### Exercise instructions
Express every line of the data below as a JSON array of strings, one string per line, with blank lines left out.

### Records shown
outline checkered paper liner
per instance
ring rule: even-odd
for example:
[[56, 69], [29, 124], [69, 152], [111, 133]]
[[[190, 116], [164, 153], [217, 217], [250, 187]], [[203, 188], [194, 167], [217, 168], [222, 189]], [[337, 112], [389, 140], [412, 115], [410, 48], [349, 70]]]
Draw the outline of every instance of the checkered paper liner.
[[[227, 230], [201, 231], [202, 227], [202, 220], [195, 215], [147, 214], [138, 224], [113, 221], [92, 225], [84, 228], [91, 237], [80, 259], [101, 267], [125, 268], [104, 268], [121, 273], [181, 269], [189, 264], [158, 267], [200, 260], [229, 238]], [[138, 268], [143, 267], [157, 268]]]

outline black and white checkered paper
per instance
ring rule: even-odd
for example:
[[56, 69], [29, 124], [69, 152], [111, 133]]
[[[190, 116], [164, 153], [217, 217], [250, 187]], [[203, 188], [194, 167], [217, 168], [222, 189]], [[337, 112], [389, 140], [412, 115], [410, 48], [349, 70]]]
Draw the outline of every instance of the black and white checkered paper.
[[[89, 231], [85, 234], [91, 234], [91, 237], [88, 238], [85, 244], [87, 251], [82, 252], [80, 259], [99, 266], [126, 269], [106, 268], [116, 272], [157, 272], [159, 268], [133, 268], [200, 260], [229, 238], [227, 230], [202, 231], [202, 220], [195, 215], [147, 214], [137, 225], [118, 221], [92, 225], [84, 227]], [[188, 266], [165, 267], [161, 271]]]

### Task solution
[
  "outline checkered paper liner",
  "per instance",
  "ring rule: even-odd",
  "for example:",
  "[[56, 69], [29, 124], [69, 152], [111, 133]]",
  "[[[190, 116], [164, 153], [217, 217], [250, 187]], [[203, 188], [194, 167], [217, 168], [222, 189]], [[337, 112], [389, 140], [412, 115], [410, 48], [349, 70]]]",
  "Draw the outline of every instance of the checkered paper liner.",
  "[[[227, 230], [201, 231], [202, 227], [202, 220], [195, 215], [147, 214], [138, 224], [113, 221], [92, 225], [84, 228], [91, 237], [80, 259], [101, 267], [125, 268], [104, 268], [121, 273], [181, 269], [189, 264], [158, 267], [200, 260], [229, 238]], [[138, 268], [143, 267], [157, 268]]]",
  "outline black and white checkered paper",
  "per instance",
  "ring rule: even-odd",
  "for example:",
  "[[56, 69], [29, 124], [69, 152], [111, 133]]",
  "[[[190, 116], [164, 153], [217, 217], [250, 187]], [[203, 188], [194, 167], [217, 168], [222, 189]], [[337, 112], [389, 140], [412, 115], [410, 48], [349, 70]]]",
  "Draw the outline of every instance of the black and white checkered paper.",
  "[[[89, 231], [85, 234], [91, 234], [91, 237], [88, 238], [85, 244], [87, 251], [82, 252], [80, 259], [99, 266], [126, 269], [106, 268], [116, 272], [157, 272], [159, 268], [133, 268], [200, 260], [229, 238], [227, 230], [202, 231], [202, 220], [195, 215], [147, 214], [137, 225], [118, 221], [92, 225], [84, 227]], [[188, 266], [165, 267], [161, 271]]]"
]